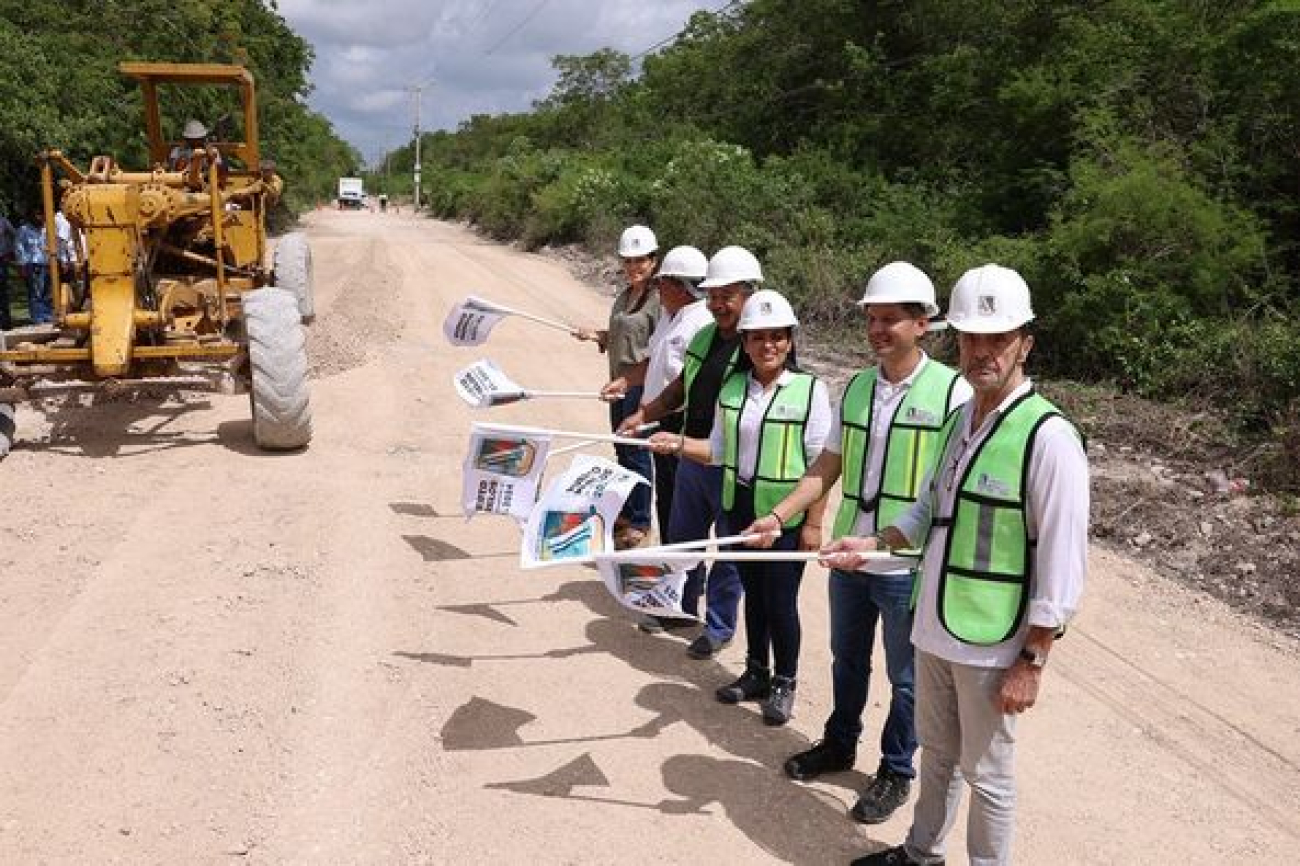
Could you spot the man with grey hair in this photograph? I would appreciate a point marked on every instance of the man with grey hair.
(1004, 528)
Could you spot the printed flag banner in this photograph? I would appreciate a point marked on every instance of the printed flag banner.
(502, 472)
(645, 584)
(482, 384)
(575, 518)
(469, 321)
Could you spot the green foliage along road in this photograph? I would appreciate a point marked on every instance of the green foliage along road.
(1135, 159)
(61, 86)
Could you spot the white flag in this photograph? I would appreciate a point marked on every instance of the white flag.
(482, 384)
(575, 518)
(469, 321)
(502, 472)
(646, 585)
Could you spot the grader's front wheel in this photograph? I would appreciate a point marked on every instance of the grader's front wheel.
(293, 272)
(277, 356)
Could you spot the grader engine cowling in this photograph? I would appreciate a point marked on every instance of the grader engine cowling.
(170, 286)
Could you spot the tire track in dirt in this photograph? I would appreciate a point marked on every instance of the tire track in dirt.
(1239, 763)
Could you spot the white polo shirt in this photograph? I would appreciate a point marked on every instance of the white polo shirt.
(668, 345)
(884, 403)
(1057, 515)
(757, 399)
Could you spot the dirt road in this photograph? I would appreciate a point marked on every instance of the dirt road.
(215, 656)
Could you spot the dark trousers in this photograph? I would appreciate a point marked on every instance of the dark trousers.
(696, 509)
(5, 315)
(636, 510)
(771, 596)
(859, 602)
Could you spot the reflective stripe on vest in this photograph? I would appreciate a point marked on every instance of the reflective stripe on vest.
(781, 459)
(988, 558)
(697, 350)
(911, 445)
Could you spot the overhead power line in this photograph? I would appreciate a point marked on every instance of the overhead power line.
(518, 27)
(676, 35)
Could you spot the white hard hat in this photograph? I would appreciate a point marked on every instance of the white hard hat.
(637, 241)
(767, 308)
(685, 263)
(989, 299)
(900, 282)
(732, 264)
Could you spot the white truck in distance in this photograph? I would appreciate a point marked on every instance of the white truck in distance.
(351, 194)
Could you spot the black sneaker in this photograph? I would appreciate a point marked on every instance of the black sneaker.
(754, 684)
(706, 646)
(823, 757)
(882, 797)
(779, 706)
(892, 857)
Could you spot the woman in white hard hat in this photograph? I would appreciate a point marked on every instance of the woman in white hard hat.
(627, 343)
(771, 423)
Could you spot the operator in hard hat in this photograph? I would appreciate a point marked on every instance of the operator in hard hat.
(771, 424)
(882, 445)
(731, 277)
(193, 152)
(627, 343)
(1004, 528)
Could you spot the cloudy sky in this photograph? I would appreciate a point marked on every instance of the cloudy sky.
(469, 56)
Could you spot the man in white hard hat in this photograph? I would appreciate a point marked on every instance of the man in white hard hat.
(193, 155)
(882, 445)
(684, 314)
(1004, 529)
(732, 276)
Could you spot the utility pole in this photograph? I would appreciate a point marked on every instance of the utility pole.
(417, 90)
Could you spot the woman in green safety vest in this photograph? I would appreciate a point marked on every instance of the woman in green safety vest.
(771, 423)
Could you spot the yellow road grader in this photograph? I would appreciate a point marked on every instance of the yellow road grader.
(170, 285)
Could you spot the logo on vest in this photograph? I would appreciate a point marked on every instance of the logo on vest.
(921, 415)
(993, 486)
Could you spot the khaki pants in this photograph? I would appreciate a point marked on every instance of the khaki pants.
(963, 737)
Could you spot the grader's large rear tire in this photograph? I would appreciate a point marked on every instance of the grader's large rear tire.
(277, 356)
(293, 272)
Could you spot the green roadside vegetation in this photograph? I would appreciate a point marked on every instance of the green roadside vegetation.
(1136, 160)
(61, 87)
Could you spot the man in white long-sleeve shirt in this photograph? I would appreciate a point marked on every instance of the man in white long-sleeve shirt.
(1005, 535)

WHAT TO DO
Repeat word for word the lines running from the line containing "Could you spot the utility" to the end of the entries above, inclusive.

EXERCISE ANSWER
Could you spot the utility pole in this photograph? I would appreciate a point marked on every instance of the utility pole.
(417, 90)
Could you spot the woman in green safety vest in this photograph? I would appreciate a point marked on every instance of the woman in green safety vest.
(771, 423)
Could you spot the yellow road grader in this photograph? I would appreciate a point marked on every instance of the yellow road grader.
(170, 285)
Could you spot the logo on vest in this photograph? I would appreciate a point marked on every instance of the logo on vest.
(921, 415)
(993, 486)
Could you spot the khaki pants in this photograph? I would appreciate a point marked on every instance of the khaki pants.
(963, 737)
Could you spot the grader's large rear tire in this photograph? I would appreciate a point marked on every instance of the grader's large rear tire.
(277, 356)
(293, 272)
Could you spot the green roadside vegetation in this photograph? I would appreciate a point marked on every instance of the green roadside vegetation.
(1136, 160)
(61, 87)
Could you spot the man in white long-sleeve shirt in this photograph? I would appreciate a point marked on every instance of the man in white long-sleeve shirt.
(1005, 535)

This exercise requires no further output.